(Location labeling records)
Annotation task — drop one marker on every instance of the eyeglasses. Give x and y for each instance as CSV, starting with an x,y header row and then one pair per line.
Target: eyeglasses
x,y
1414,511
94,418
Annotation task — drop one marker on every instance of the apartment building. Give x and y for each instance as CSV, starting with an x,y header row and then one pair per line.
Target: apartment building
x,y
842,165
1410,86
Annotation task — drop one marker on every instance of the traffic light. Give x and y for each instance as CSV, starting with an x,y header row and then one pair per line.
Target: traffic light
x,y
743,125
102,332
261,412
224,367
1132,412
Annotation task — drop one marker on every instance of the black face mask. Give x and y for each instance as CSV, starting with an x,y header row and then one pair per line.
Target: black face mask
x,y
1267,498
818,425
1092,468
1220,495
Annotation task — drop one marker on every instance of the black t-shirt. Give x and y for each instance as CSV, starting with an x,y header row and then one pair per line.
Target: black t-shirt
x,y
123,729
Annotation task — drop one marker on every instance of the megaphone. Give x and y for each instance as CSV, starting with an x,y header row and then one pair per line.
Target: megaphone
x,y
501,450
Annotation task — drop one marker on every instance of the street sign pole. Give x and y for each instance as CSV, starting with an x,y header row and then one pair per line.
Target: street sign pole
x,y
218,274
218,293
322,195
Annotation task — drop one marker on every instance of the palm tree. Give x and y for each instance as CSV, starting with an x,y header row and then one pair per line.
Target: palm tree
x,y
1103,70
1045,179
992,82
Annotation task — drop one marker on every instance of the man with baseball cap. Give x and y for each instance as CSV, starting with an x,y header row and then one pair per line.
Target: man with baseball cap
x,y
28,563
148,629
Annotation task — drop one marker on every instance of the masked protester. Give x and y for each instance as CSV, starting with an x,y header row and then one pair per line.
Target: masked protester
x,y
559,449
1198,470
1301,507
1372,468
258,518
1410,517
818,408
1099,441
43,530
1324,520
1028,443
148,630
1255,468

# What you should do:
Write out the entries above once more, without altering anything.

# Task result:
Annotation task — drop one marker on every instance of the eyeglasses. Give x and y for each instance as CSV, starting with an x,y header row and then one pair per line.
Target: eyeglasses
x,y
1414,511
94,418
Annotation task — drop one marker on every instance of the apartment building. Give x and y for each instance as CSV, starting with an x,y header row and then one pair per line.
Target: apartment building
x,y
842,165
1410,86
Annotation task — drop one marker on every instance of the traffic light. Give x and y for each instance as CSV, starting with an x,y header row and then one pair per line.
Target: traffic light
x,y
743,125
102,332
261,412
224,367
1132,412
Annotation task — drop one marker on every instance of the black face mask. Give x and y for each instance as CSV, starting with an x,y header row and then one pair per line.
Target: black face mask
x,y
1267,498
818,425
1092,468
1220,495
Annotation task — drop one marker on every instance of the black t-shirt. Give x and y for each instance as CSV, starting with an x,y header row and then one pair per line.
Target: black t-shirt
x,y
123,729
Annotation task — drop one marker on every instance of the megaphone. Give x and y for each instance as CSV, starting with an x,y header row and then one pair per line.
Target: megaphone
x,y
501,450
Annotation task — drop one marker on every instance of the street sign pole. Give x and y for each instance as CSV, starting with an x,y header row and then one pair per line.
Target: street sign pole
x,y
218,274
218,293
322,195
Annotation task — drop one marker on every instance of the palm tree. Give x and y for each instance as CSV, starting with an x,y header row and then one pair per line.
Target: palm tree
x,y
1103,70
1045,179
992,82
Annotation task — drop one marker on every instance of the man with baseball cap. Give x and y for each instance as CSV, starting with an x,y header row and then one pair per line.
Target: man with baseball cap
x,y
28,563
148,629
Annotation task — drop one marker on every instance of the masked protester. Give x and y for each instance as CSV, starting with an x,y header row and then one pair per line.
Target: masked protester
x,y
559,449
1198,470
1301,507
1372,468
258,518
1410,517
818,408
1099,441
43,530
1324,520
1028,443
148,630
1255,468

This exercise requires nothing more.